Natural language region descriptions
━━━━━━━━━━

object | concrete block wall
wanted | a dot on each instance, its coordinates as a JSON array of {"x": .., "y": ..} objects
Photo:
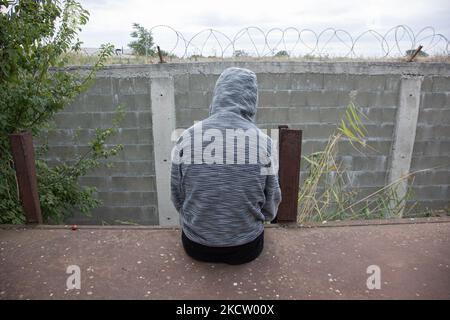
[
  {"x": 314, "y": 103},
  {"x": 128, "y": 188},
  {"x": 308, "y": 96},
  {"x": 432, "y": 144}
]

━━━━━━━━━━

Would you write out all of the records exactly, omitting the pictures?

## Output of the task
object | concrete block wall
wanted | a dot on each instance, its coordinates as a JSON array of {"x": .., "y": ..} objects
Photo:
[
  {"x": 314, "y": 103},
  {"x": 128, "y": 188},
  {"x": 308, "y": 96},
  {"x": 432, "y": 144}
]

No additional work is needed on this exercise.